Which lines below contain the string "negative", with case counting? Pull each of those lines out and copy it in full.

[RECORDS SUPPLIED Boundary: Start]

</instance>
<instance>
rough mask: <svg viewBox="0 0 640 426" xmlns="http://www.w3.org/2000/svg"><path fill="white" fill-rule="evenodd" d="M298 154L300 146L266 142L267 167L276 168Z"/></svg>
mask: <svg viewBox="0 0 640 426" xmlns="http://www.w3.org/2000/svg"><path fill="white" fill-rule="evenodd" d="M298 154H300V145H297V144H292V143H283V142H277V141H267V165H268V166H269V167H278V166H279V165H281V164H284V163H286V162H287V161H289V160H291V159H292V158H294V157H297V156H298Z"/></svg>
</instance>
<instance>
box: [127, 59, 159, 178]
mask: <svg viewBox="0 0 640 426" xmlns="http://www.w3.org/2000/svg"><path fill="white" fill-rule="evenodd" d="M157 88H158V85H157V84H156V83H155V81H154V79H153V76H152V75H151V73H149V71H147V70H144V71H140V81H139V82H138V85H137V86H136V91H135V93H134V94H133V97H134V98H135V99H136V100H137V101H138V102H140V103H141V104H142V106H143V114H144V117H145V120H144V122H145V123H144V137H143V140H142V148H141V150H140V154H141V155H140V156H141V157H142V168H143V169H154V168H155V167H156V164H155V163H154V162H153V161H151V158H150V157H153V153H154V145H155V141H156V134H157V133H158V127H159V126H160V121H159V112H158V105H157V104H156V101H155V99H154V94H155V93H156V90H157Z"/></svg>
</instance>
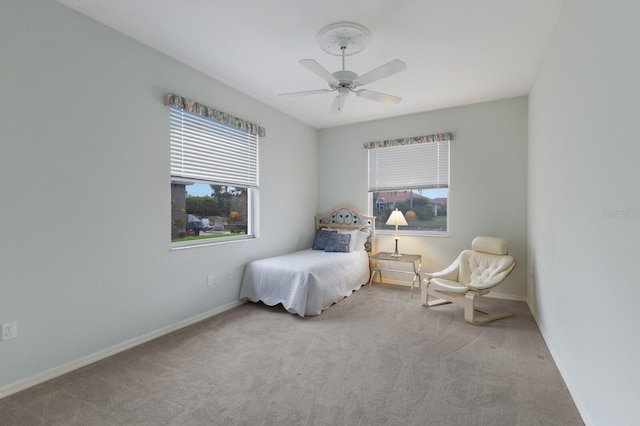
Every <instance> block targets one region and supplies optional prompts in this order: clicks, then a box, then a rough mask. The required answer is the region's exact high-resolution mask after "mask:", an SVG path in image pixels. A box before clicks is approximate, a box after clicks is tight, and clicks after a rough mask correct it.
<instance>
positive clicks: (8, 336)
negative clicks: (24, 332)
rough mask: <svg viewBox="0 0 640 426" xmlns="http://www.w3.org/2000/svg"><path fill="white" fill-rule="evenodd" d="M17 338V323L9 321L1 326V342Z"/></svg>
mask: <svg viewBox="0 0 640 426" xmlns="http://www.w3.org/2000/svg"><path fill="white" fill-rule="evenodd" d="M16 337H18V322H17V321H9V322H5V323H3V324H2V340H9V339H15V338H16Z"/></svg>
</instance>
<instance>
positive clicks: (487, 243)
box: [471, 236, 509, 255]
mask: <svg viewBox="0 0 640 426" xmlns="http://www.w3.org/2000/svg"><path fill="white" fill-rule="evenodd" d="M471 248H472V249H473V250H474V251H480V252H482V253H490V254H499V255H502V254H507V253H508V249H509V240H505V239H504V238H497V237H483V236H478V237H475V238H474V239H473V241H472V242H471Z"/></svg>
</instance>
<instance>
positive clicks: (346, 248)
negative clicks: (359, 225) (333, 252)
mask: <svg viewBox="0 0 640 426" xmlns="http://www.w3.org/2000/svg"><path fill="white" fill-rule="evenodd" d="M349 241H351V235H350V234H339V233H335V234H329V238H328V239H327V244H326V245H325V246H324V251H330V252H340V253H349Z"/></svg>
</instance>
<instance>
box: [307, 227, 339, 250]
mask: <svg viewBox="0 0 640 426" xmlns="http://www.w3.org/2000/svg"><path fill="white" fill-rule="evenodd" d="M337 233H338V231H335V230H328V229H317V230H316V237H315V238H314V240H313V247H312V248H313V249H314V250H324V247H325V246H326V245H327V239H328V238H329V235H331V234H337Z"/></svg>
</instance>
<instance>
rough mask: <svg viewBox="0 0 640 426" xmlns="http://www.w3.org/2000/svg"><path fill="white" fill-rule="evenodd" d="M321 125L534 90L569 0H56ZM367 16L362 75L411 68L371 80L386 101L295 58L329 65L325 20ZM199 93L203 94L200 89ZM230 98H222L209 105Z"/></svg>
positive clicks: (356, 71) (336, 122)
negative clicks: (334, 96)
mask: <svg viewBox="0 0 640 426" xmlns="http://www.w3.org/2000/svg"><path fill="white" fill-rule="evenodd" d="M58 1H59V2H60V3H62V4H64V5H66V6H69V7H71V8H73V9H75V10H77V11H79V12H80V13H83V14H85V15H87V16H89V17H92V18H94V19H96V20H97V21H99V22H101V23H103V24H105V25H107V26H109V27H112V28H114V29H115V30H117V31H119V32H121V33H124V34H126V35H128V36H130V37H132V38H134V39H136V40H138V41H140V42H142V43H144V44H146V45H148V46H150V47H152V48H154V49H156V50H158V51H160V52H163V53H165V54H167V55H169V56H172V57H174V58H176V59H178V60H180V61H182V62H184V63H185V64H187V65H190V66H192V67H194V68H196V69H198V70H200V71H202V72H204V73H206V74H208V75H210V76H212V77H214V78H215V79H217V80H219V81H222V82H224V83H226V84H228V85H229V86H232V87H234V88H236V89H238V90H240V91H242V92H244V93H246V94H248V95H250V96H252V97H254V98H256V99H258V100H260V101H262V102H264V103H265V104H267V105H270V106H272V107H274V108H275V109H277V110H280V111H282V112H284V113H286V114H288V115H291V116H293V117H295V118H297V119H298V120H300V121H302V122H304V123H307V124H309V125H310V126H312V127H315V128H325V127H333V126H338V125H344V124H350V123H356V122H361V121H368V120H373V119H378V118H384V117H392V116H398V115H405V114H410V113H416V112H422V111H430V110H436V109H442V108H448V107H453V106H459V105H466V104H472V103H477V102H484V101H489V100H495V99H503V98H509V97H513V96H521V95H526V94H528V93H529V90H530V88H531V86H532V84H533V81H534V78H535V75H536V72H537V70H538V67H539V65H540V62H541V60H542V57H543V55H544V52H545V50H546V48H547V45H548V43H549V40H550V37H551V34H552V31H553V29H554V27H555V24H556V20H557V18H558V15H559V13H560V9H561V7H562V4H563V0H482V1H479V0H235V1H230V0H224V1H223V0H183V1H176V0H109V1H104V0H58ZM341 21H351V22H356V23H358V24H361V25H364V26H365V27H367V29H368V30H369V31H370V33H371V36H372V38H371V41H370V42H369V44H368V46H367V47H366V48H365V49H364V50H363V51H362V52H360V53H357V54H355V55H353V56H347V58H346V69H348V70H351V71H354V72H356V73H357V74H359V75H362V74H364V73H365V72H367V71H370V70H371V69H373V68H376V67H378V66H380V65H382V64H385V63H387V62H389V61H391V60H393V59H401V60H402V61H404V62H405V63H406V64H407V70H406V71H403V72H401V73H399V74H395V75H393V76H390V77H387V78H384V79H381V80H379V81H376V82H373V83H371V84H368V85H366V86H364V87H365V88H366V89H370V90H375V91H378V92H383V93H388V94H392V95H396V96H400V97H402V101H401V102H400V103H399V104H397V105H395V106H388V105H384V104H381V103H378V102H374V101H371V100H368V99H364V98H359V97H357V96H355V95H354V94H353V93H352V94H350V95H349V97H348V98H347V99H346V102H345V106H344V109H343V111H342V112H340V113H330V109H331V105H332V102H333V98H334V96H335V93H326V94H319V95H310V96H303V97H285V96H278V94H279V93H286V92H295V91H304V90H313V89H324V88H328V85H327V83H326V82H325V81H324V80H322V79H321V78H320V77H318V76H317V75H315V74H313V73H312V72H311V71H309V70H308V69H306V68H305V67H303V66H302V65H300V64H299V63H298V60H300V59H303V58H309V59H315V60H316V61H318V62H319V63H320V64H322V65H323V66H324V67H325V68H327V69H328V70H329V71H330V72H334V71H338V70H340V69H341V67H342V60H341V58H340V57H339V56H332V55H329V54H327V53H325V52H324V51H323V50H322V49H321V48H320V46H319V45H318V43H317V41H316V35H317V33H318V32H319V31H320V30H321V29H322V28H324V27H325V26H327V25H329V24H332V23H335V22H341ZM195 100H198V99H195ZM212 106H213V107H219V108H220V109H224V106H223V105H221V106H217V105H212Z"/></svg>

[RECORDS SUPPLIED Boundary: End]

» **SOLUTION BELOW**
negative clicks: (24, 332)
negative clicks: (359, 225) (333, 252)
negative clicks: (334, 96)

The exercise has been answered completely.